* _PROBLEM DETAILS_:
Copy out each of the records below word for word, keeping every line in its original order.

BEGIN DATA EXCERPTS

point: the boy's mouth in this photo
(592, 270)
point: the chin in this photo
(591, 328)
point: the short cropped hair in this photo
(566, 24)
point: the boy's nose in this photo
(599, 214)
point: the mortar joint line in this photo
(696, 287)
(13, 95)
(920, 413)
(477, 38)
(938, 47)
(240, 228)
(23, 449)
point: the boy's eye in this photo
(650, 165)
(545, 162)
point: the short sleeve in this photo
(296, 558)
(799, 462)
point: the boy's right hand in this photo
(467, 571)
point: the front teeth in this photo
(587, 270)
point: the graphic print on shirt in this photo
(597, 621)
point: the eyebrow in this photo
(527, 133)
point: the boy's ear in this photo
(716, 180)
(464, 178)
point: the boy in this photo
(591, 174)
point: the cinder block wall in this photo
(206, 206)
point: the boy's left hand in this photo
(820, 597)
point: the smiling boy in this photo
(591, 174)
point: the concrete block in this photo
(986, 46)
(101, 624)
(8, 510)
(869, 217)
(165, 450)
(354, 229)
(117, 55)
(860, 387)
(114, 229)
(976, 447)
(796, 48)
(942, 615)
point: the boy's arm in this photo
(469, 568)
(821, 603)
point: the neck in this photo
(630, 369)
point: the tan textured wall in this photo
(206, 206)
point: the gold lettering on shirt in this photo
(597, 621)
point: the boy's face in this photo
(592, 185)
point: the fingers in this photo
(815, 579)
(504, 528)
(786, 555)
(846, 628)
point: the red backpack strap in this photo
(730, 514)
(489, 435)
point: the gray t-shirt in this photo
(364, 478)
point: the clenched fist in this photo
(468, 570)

END DATA EXCERPTS

* _SOLUTION_:
point: the boy's mouth in this photo
(592, 270)
point: the chin in this photo
(591, 328)
point: the short cropped hair in this photo
(566, 24)
point: the boy's nose in this photo
(599, 214)
point: the mortar joint line in this photo
(696, 287)
(13, 95)
(920, 413)
(477, 38)
(938, 47)
(240, 228)
(23, 449)
point: the boy's eye in this photo
(650, 165)
(545, 162)
point: the short sleeve in this photo
(296, 558)
(799, 462)
point: the boy's right hand in this photo
(467, 571)
point: the front teeth in this photo
(587, 270)
point: the graphic print on shirt in this photo
(597, 621)
point: the eyebrow in this photo
(527, 133)
point: the boy's ear in this photo
(716, 180)
(464, 178)
point: the boy in this photo
(591, 174)
point: the cinder block wall in this photo
(206, 206)
point: the boy's left hand in this photo
(820, 597)
point: the smiling boy in this photo
(591, 174)
point: the concrete block in this photo
(986, 46)
(101, 624)
(8, 510)
(869, 217)
(165, 450)
(354, 229)
(117, 55)
(860, 387)
(114, 229)
(976, 447)
(796, 48)
(942, 615)
point: the boy's arm in this photo
(469, 568)
(821, 603)
point: the neck in this photo
(630, 369)
point: the tan textured wall in this photo
(206, 206)
point: the gold lettering on shirt in this photo
(597, 621)
point: the boy's face in this photo
(592, 185)
point: the fingers in this photo
(815, 579)
(504, 528)
(786, 555)
(846, 628)
point: the red backpack strap in this photo
(730, 514)
(489, 435)
point: the gray t-shirt in this photo
(364, 478)
point: the clenched fist in this photo
(468, 570)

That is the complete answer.